▶ _WORK TO DO_:
1. In the post on teens and poverty, which two YA titles are given as examples of incredibly rich teens attending boarding schools?
2. Rewrite the part of the post on teens and poverty that opens with "As part of our" and closes with "teens we serve.", swapping "boarding schools" for "private academies".

▶ _TEXT SECTION_:
## START

As part of our ongoing series discussing the issue of teens and poverty, I thought it was time that we updated our book list. Although it may seem that a high number of YA titles present us with a lot of incredibly rich teens, often attending boarding schools (see, for example, We Were Liars by E. Lockhart or Winger by Andrew Smith), the truth is our current economy makes it clear that more and more teens are living in homes where parents are struggling to pay the most basic bills, often working multiple part-time jobs to try and make ends meet. And this year many of our favorite YA titles started to better reflect the very real socioeconomic realities of the teens we serve.

## END

Entries drawn from a collection:
## START

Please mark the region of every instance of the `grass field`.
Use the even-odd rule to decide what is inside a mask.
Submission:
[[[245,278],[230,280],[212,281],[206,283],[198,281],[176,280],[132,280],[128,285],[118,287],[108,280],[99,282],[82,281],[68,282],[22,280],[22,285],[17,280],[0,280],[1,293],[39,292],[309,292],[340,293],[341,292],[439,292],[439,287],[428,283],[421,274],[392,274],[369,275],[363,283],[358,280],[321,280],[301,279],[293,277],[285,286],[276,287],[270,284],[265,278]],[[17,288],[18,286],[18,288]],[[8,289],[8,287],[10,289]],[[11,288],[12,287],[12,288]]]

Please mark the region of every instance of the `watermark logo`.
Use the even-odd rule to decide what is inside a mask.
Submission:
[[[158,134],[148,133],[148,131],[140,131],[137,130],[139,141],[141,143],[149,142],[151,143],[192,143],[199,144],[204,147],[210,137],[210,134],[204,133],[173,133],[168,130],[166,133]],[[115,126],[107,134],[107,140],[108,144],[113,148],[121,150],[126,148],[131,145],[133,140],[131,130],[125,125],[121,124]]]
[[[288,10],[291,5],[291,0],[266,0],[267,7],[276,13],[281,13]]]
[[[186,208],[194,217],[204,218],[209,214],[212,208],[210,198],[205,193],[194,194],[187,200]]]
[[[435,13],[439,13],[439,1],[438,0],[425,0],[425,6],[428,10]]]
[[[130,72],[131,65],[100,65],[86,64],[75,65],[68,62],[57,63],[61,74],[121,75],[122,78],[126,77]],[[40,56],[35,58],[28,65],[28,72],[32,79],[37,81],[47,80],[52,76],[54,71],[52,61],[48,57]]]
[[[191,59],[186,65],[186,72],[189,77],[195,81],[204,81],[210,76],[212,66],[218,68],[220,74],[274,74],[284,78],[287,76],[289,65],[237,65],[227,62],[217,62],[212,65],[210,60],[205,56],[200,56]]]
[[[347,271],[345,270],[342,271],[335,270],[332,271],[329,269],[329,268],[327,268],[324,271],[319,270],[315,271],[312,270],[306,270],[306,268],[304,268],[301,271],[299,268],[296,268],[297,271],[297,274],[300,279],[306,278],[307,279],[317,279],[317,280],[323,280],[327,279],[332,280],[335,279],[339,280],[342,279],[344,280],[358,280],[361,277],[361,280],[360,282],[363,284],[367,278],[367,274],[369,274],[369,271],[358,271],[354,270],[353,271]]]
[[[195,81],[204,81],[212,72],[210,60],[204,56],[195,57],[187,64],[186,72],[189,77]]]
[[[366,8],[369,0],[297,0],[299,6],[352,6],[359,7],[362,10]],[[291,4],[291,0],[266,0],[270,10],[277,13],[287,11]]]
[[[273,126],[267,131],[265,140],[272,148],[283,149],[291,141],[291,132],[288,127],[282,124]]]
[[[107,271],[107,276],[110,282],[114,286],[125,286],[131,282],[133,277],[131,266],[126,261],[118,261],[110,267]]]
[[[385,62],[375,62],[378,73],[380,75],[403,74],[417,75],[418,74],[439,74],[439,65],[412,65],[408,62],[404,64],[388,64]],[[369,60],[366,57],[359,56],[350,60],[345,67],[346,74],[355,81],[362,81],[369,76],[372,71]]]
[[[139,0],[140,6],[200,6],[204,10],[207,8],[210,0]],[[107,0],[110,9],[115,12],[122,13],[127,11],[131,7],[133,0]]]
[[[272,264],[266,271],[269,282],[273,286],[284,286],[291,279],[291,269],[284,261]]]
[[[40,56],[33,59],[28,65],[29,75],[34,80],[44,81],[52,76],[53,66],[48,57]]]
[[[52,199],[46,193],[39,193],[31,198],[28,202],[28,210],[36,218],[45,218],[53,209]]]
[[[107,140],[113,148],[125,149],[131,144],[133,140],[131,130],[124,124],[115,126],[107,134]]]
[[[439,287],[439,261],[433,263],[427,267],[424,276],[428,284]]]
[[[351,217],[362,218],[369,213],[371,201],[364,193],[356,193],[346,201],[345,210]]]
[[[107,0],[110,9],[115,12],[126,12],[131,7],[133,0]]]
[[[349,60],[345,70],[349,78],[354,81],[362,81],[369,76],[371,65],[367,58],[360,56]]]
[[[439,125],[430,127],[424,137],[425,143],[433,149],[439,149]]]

## END

▶ _RESULTS IN ORDER_:
1. We Were Liars by E. Lockhart and Winger by Andrew Smith.

2.
As part of our ongoing series discussing the issue of teens and poverty, I thought it was time that we updated our book list. Although it may seem that a high number of YA titles present us with a lot of incredibly rich teens, often attending private academies (see, for example, We Were Liars by E. Lockhart or Winger by Andrew Smith), the truth is our current economy makes it clear that more and more teens are living in homes where parents are struggling to pay the most basic bills, often working multiple part-time jobs to try and make ends meet. And this year many of our favorite YA titles started to better reflect the very real socioeconomic realities of the teens we serve.